**Objetivo da tarefa**
Liste, com os subtítulos, todos os títulos de livros mencionados no trecho sobre as leituras indicadas pela professora Daniela.

**Trecho selecionado**
──────────────────────────────

O primeiro livro indicado por ela é O Dia em que Voltamos de Marte: Uma história da ciência e do poder com pistas para um novo presente, da matemática, filósofa e historiadora Tatiana Roque, professora titular do Instituto de Matemática da Universidade Federal do Rio de Janeiro. Ela é autora também de História da Matemática: Uma visão crítica, desfazendo mitos, que foi um dos vencedores do Prêmio Jabuti 2013.
Outro livro indicado pela professora Daniela é Tecnologia do Oprimido: Desigualdade e o mundano digital nas favelas do Brasil, do cientista da computação e antropólogo capixaba David Nemer, atualmente professor da Universidade da Virginia, nos Estados Unidos, no Departamento de Estudos de Mídias e no programa de Estudos Latino-Americanos.
Por fim, Daniela sugere a leitura também de Políticas da Imagem: Vigilância e resistência na dadosfera, de Giselle Beiguelman, professora livre-docente da Faculdade de Arquitetura e Urbanismo da Universidade de São Paulo. Também artista, Giselle é pioneira no campo da arte digital e no uso da internet e de redes móveis para intervenções artísticas, com diversas obras premiadas que integram acervos de museus no Brasil e no exterior.
A seguir, a professora Daniela comenta por que vale a pena ler os três livros sugeridos:
Tatiana Roque (Editora Crítica, 368 págs.)

──────────────────────────────

**Material fornecido**
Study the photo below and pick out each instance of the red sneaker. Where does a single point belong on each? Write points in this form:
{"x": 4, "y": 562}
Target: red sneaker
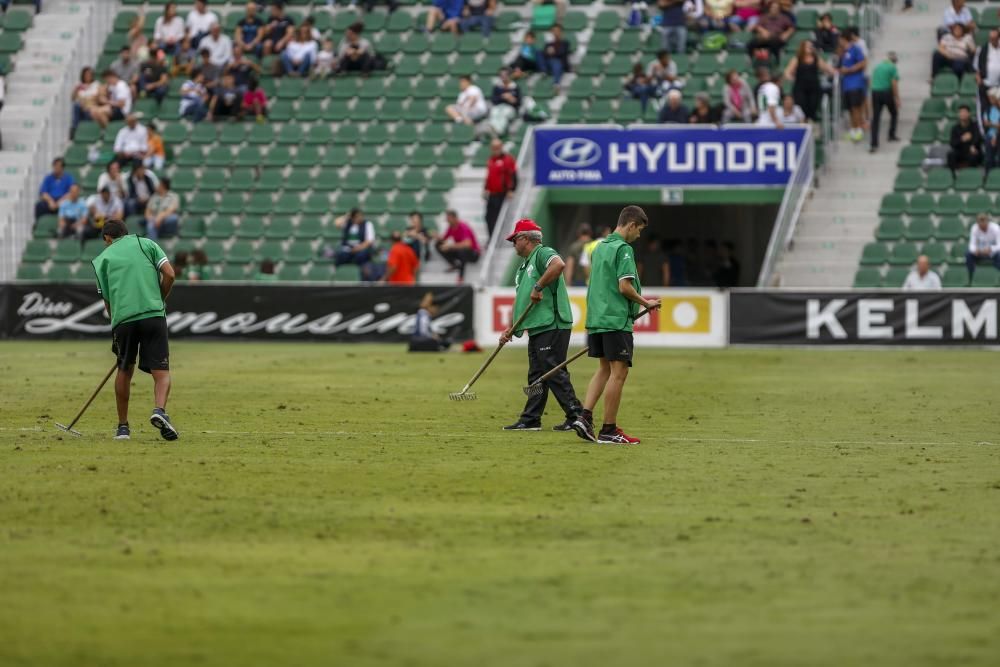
{"x": 619, "y": 437}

──────────────────────────────

**Resultado do exercício**
- O Dia em que Voltamos de Marte: Uma história da ciência e do poder com pistas para um novo presente
- História da Matemática: Uma visão crítica, desfazendo mitos
- Tecnologia do Oprimido: Desigualdade e o mundano digital nas favelas do Brasil
- Políticas da Imagem: Vigilância e resistência na dadosfera